>> begin Article

Parental partner violence: better protection for affected children

Bern, 22.01.2024 - A new study commissioned by the Federal Office for Gender Equality (FOGE) and the Swiss Conference against Domestic Violence sheds light on the situation of children affected by violence in parental relationships. Specific recommendations show how existing gaps in support services can be closed and how the protection of affected children in Switzerland can be improved.

Every year, around 27,000 children in Switzerland experience intimate partner violence. These children witness violence between their parents and are therefore permanently exposed to a climate of fear. This has a negative impact on their physical and mental health, but also on their educational and social development.

The new study ‘Support services and protective measures for children exposed to violence in parental relationships' takes stock and formulates recommendations to improve the situation for affected children in Switzerland. The study by the Lucerne University of Applied Sciences and Arts, the University of Fribourg and the HES-SO School of Social Work is published by the FOGE and the Swiss Conference against Domestic Violence.

Stocktaking shows potential for improvement

The study found that although there are various specific child protection and psycho-social support services in Switzerland, the children affected do not have access to such services in all cantons. Cooperation and procedures are not uniformly regulated and funding varies from canton to canton.

The study also shows that violence in parental relationships is only partially and not systematically investigated in separation, marriage protection and divorce proceedings. For example, joint parental custody is usually awarded even if there are indications of violence. The study also identifies potential for improvement in cooperation between child and adult protection authorities (CAPA) and civil courts.

>> end Article
>> begin Data records

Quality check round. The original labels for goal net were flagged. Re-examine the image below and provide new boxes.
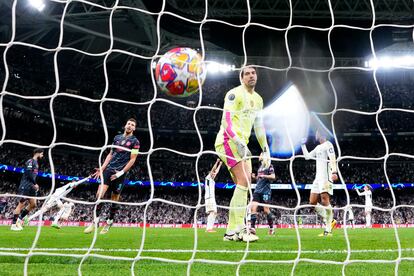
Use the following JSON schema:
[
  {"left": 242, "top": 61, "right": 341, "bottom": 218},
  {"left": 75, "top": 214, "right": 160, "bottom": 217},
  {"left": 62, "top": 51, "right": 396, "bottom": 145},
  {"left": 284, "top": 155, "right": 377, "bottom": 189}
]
[{"left": 0, "top": 0, "right": 414, "bottom": 275}]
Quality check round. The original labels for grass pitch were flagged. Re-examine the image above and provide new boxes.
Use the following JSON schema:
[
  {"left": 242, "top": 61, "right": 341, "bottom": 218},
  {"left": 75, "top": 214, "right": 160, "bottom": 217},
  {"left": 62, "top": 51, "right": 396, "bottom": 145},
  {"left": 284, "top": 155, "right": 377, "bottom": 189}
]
[{"left": 0, "top": 227, "right": 414, "bottom": 276}]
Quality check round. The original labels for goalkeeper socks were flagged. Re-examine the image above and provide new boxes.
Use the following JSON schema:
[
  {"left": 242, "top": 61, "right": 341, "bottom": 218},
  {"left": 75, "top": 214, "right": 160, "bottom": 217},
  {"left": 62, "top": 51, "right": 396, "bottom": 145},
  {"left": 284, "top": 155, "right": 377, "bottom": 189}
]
[
  {"left": 109, "top": 203, "right": 119, "bottom": 220},
  {"left": 19, "top": 208, "right": 29, "bottom": 219},
  {"left": 267, "top": 213, "right": 273, "bottom": 228},
  {"left": 366, "top": 213, "right": 371, "bottom": 227},
  {"left": 226, "top": 185, "right": 248, "bottom": 233},
  {"left": 250, "top": 214, "right": 257, "bottom": 228},
  {"left": 206, "top": 212, "right": 216, "bottom": 230},
  {"left": 315, "top": 203, "right": 326, "bottom": 221},
  {"left": 12, "top": 214, "right": 19, "bottom": 224},
  {"left": 325, "top": 204, "right": 333, "bottom": 232}
]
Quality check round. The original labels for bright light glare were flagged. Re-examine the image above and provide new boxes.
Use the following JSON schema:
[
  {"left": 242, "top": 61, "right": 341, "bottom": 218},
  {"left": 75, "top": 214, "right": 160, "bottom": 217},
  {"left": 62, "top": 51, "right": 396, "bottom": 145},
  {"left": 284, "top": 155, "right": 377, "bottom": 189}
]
[
  {"left": 262, "top": 85, "right": 310, "bottom": 156},
  {"left": 207, "top": 61, "right": 235, "bottom": 74},
  {"left": 29, "top": 0, "right": 46, "bottom": 11},
  {"left": 365, "top": 55, "right": 414, "bottom": 69}
]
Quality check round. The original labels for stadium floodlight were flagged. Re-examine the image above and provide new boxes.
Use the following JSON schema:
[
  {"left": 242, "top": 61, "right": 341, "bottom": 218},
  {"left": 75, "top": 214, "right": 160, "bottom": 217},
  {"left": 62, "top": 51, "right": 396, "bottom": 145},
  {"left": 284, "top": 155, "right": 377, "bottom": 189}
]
[
  {"left": 29, "top": 0, "right": 46, "bottom": 12},
  {"left": 207, "top": 61, "right": 235, "bottom": 74},
  {"left": 365, "top": 55, "right": 414, "bottom": 69}
]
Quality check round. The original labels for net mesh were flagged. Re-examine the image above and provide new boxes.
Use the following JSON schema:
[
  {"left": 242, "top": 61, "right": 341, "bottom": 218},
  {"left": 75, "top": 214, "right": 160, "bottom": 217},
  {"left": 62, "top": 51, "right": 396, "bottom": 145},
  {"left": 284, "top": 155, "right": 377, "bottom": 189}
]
[{"left": 0, "top": 0, "right": 414, "bottom": 275}]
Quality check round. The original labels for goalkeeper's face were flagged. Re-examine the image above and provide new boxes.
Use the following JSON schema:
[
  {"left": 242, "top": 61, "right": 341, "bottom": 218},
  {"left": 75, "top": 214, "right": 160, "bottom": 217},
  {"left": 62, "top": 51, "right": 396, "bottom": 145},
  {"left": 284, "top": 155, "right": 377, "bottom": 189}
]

>> end Data records

The tasks —
**A.** Edit the article on children and parental partner violence: reproduce it from "The new study" up to and including "canton to canton.", with "funding" changed to "financing".
**B.** According to the article on parental partner violence, how many children in Switzerland experience intimate partner violence each year?
**C.** How would the article on protecting children from parental partner violence go on? Write its next part, starting after its final sentence.

Results by task —
**A.**
The new study ‘Support services and protective measures for children exposed to violence in parental relationships' takes stock and formulates recommendations to improve the situation for affected children in Switzerland. The study by the Lucerne University of Applied Sciences and Arts, the University of Fribourg and the HES-SO School of Social Work is published by the FOGE and the Swiss Conference against Domestic Violence.

Stocktaking shows potential for improvement

The study found that although there are various specific child protection and psycho-social support services in Switzerland, the children affected do not have access to such services in all cantons. Cooperation and procedures are not uniformly regulated and financing varies from canton to canton.

**B.** Around 27,000 children.

**C.**
Enabling access to services, raising awareness in relevant professional groups

Based on this stocktaking, the study formulates 18 standards and lists 10 examples of good practice. These show how prompt contact can be established and how affected children can receive psychosocial support. The examples are intended to serve as a basis for the development of corresponding services in the cantons.

The study recommends that the relevant professional groups - for example judges, lawyers and representatives of the authorities - receive training and further education on the effects of violence in parental relationships on children. In addition, guidelines for the systematic investigation of violence in parental relationships in separation and divorce proceedings should be introduced and cooperation between the institutions should be improved.

Continued commitment against violence

The Federal Council emphasises that all forms of violence go against the best interests of the child. Combating and preventing all types of domestic violence are among its top priorities.

This study is part of Switzerland's National Action Plan for the Implementation of the Istanbul Convention 2022-2026 (NAP IC), which was adopted by the Federal Council in 2022. The aim of the NAP IC is to reduce violence against women and domestic violence and increase the personal safety of the population with 44 specific measures by the federal government, cantons and communes.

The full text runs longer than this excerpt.